-- START --

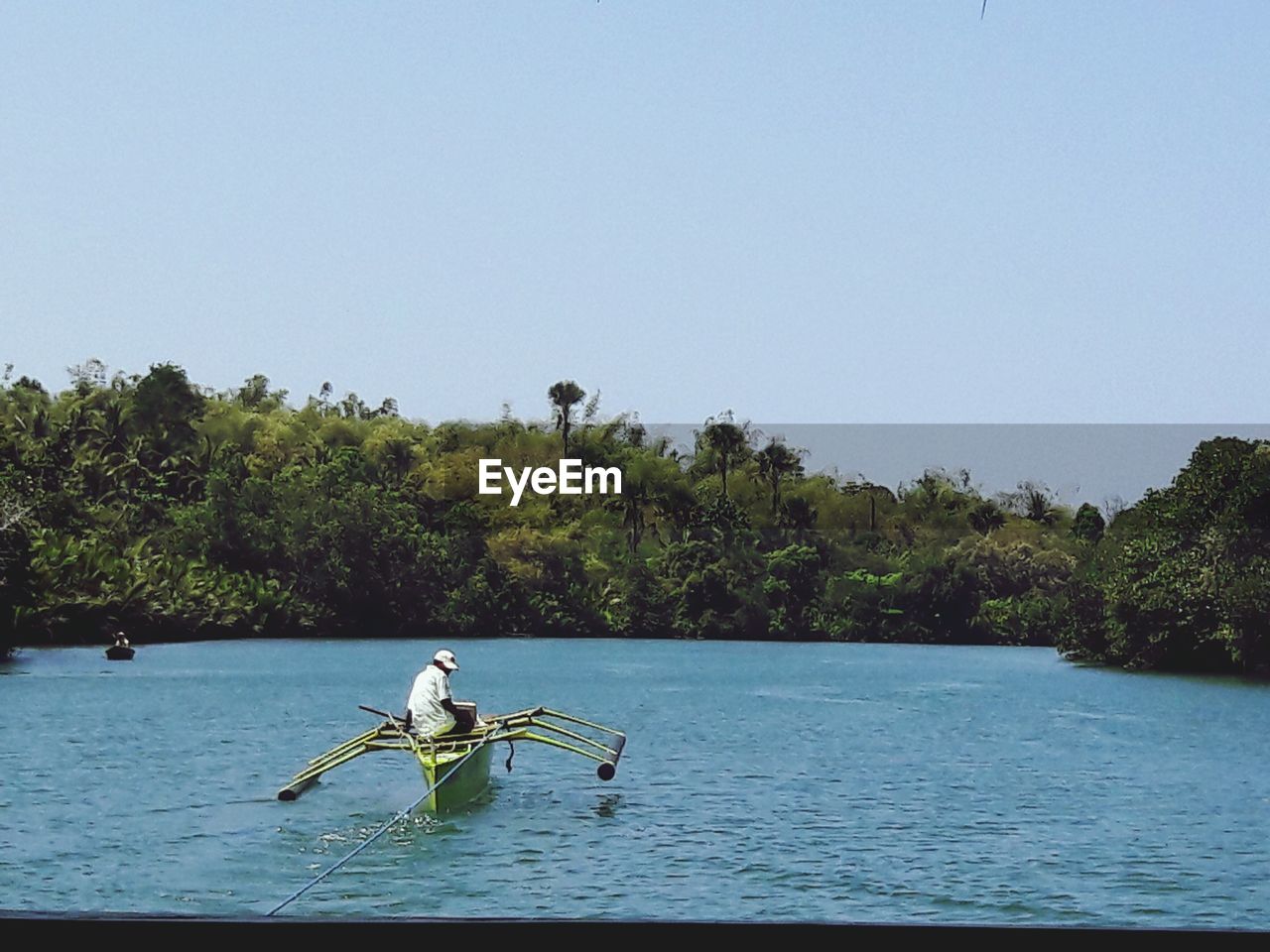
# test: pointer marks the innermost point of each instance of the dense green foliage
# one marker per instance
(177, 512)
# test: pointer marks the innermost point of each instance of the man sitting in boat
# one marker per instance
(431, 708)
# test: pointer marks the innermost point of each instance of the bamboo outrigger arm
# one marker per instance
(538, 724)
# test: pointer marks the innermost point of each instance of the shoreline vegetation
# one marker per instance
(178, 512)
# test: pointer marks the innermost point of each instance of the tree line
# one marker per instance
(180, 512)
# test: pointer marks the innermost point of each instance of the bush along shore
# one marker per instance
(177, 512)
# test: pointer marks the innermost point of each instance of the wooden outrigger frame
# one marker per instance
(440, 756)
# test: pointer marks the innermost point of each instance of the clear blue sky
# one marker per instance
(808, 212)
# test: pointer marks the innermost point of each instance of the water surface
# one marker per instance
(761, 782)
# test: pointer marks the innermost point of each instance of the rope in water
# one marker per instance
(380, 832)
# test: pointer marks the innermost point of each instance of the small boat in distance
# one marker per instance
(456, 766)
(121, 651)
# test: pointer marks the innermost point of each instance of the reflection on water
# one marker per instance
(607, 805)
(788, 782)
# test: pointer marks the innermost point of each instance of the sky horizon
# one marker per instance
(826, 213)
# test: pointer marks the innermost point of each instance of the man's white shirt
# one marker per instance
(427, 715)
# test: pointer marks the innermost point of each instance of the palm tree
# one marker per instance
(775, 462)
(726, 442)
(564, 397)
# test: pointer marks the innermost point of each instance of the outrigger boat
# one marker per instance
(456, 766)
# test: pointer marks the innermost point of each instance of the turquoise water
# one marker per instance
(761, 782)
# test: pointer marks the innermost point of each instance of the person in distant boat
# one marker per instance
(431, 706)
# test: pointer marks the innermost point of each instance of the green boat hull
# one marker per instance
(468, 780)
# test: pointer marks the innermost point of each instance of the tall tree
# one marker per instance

-- END --

Print every line of the material above unchanged, leaving out the pictures.

*THE ANSWER*
# test: pointer marks the innermost point of each instance of the dense green foliage
# one marker per instance
(177, 512)
# test: pointer marks the innermost point of each instance of the man sitting in boat
# one marker per instance
(431, 708)
# test: pointer marks the innermost point of each instance of the bamboo outrigger arm
# one marker per instance
(538, 724)
# test: pointer marks the innermost point of each instance of the shoreline vegetation
# one marker per instance
(178, 512)
# test: pointer marks the innermost point of each instance of the tree line
# one marker per instance
(180, 512)
# test: pointer marks the innermost point of each instance of the bush along shore
# one marker per instance
(177, 512)
# test: pointer marks the innermost point of each instance of the wooden outrigger frame
# one marker per instance
(440, 756)
# test: pointer marks the innermost point of each instance of the clear blue sky
# one marker per instance
(808, 212)
# test: pointer marks the innermost point of each instance of the water surface
# one marker per instance
(761, 782)
# test: pointer marks the innermost point of each instance of the rope in water
# one marker per instance
(380, 832)
# test: pointer marks the innermost point of each instance of the small boat in distance
# one marker per instance
(456, 766)
(121, 651)
# test: pointer marks the innermost point of each instance of the reflection on water
# one marker per instance
(607, 805)
(788, 782)
# test: pointer marks the innermost point of each instance of the sky horizon
# one marker per instance
(826, 213)
# test: pointer marks the innermost point of each instance of the man's white shirt
# one marker per instance
(427, 715)
# test: pointer marks the innermost point of each instance of the palm tree
# one marker per instance
(775, 462)
(726, 442)
(564, 397)
# test: pointer marks the innermost point of each instance of the outrigger boat
# one marker per instance
(456, 766)
# test: pointer marks the innermost point of each instance of the turquoise water
# one marker per instance
(761, 782)
# test: pointer marks the innermost point of each instance of the person in distant boat
# one marker per instance
(431, 706)
# test: pointer marks the innermost point of each instance of the green boat hull
# one marker per instance
(468, 780)
# test: pointer marks the innermost point of each instance of the tall tree
# one marker per instance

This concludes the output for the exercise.